WRITTEN TASK: Reproduce each of the following items verbatim, omitting the pictures from your output.

(Coordinate labeling data)
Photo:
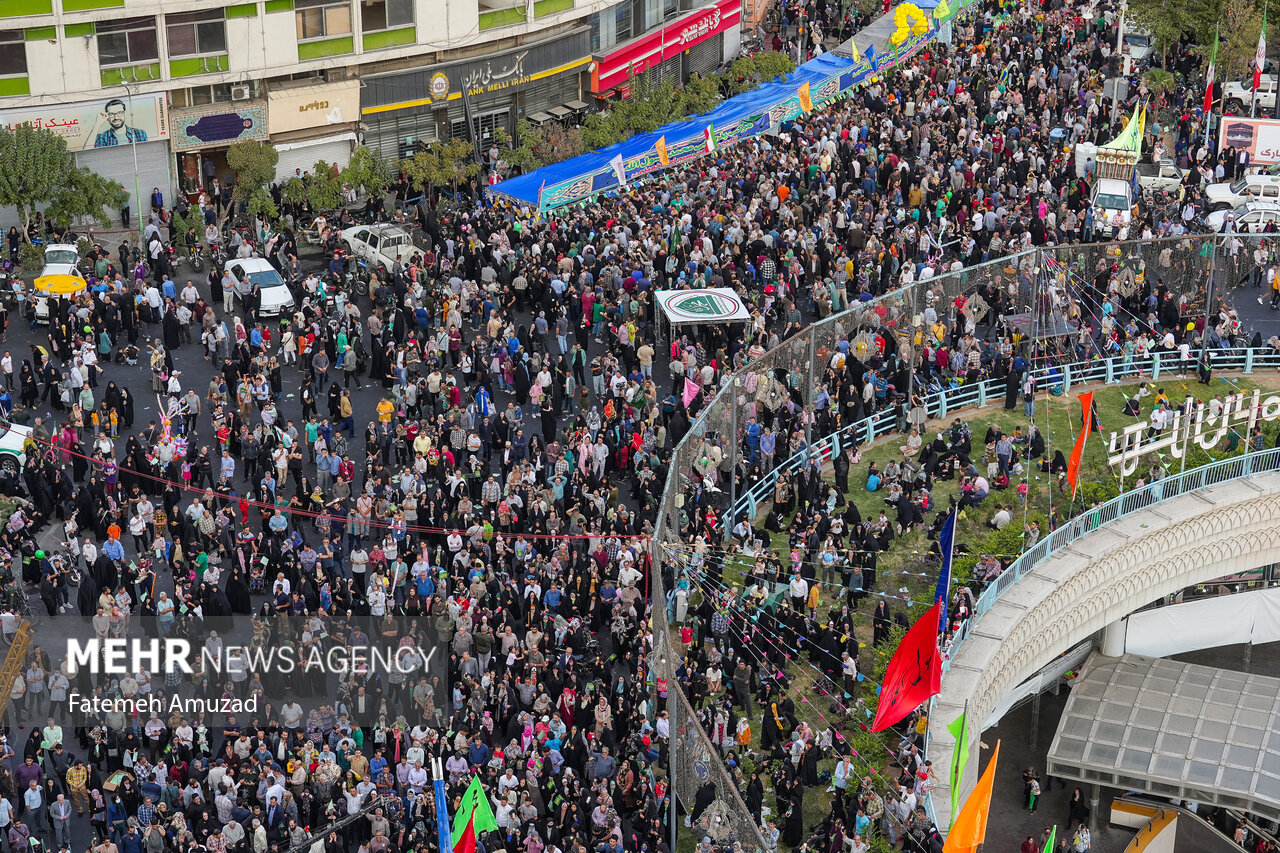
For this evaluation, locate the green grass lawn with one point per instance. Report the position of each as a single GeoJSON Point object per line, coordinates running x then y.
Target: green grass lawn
{"type": "Point", "coordinates": [906, 575]}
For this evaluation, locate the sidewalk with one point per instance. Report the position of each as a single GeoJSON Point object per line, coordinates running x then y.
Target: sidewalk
{"type": "Point", "coordinates": [1010, 822]}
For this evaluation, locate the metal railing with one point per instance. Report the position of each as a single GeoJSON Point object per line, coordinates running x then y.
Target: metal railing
{"type": "Point", "coordinates": [803, 360]}
{"type": "Point", "coordinates": [979, 393]}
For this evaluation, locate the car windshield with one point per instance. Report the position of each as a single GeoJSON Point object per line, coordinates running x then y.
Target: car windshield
{"type": "Point", "coordinates": [266, 278]}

PROBLEM SOLUTION:
Photo:
For this evaluation, locate the green grass lawn with one point per instance. Report the position of each as a single GeoJSON Point object per line, coordinates running x then y.
Target: green grass lawn
{"type": "Point", "coordinates": [906, 575]}
For this evaluation, locate the sidewalk with one point per instance. Report the position of each as a single GeoJSON Point object per line, coordinates running x then y.
Target: sidewalk
{"type": "Point", "coordinates": [1010, 822]}
For this evaluation, locate the metal railing with one point per instance. Report the position of each as a single GeoJSON Point object per line, coordinates running x then y.
Target: metal railing
{"type": "Point", "coordinates": [803, 360]}
{"type": "Point", "coordinates": [979, 393]}
For this evaluation, locate the car windshield with one point per instance. Report the position of each as a single GeoJSON Point object per line, coordinates running x then y.
Target: car windshield
{"type": "Point", "coordinates": [266, 278]}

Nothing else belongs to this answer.